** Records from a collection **

"""

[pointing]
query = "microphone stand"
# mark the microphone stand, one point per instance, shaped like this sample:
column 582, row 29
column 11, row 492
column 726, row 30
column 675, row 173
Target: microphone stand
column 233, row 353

"""

** WHAT TO WORK ON **
Give back the whole of the data above, exactly as written.

** ANSWER TO THE EXERCISE **
[pointing]
query = "microphone stand"
# mark the microphone stand, one point per instance, shaped like this sample:
column 582, row 29
column 11, row 492
column 726, row 30
column 675, row 173
Target: microphone stand
column 233, row 353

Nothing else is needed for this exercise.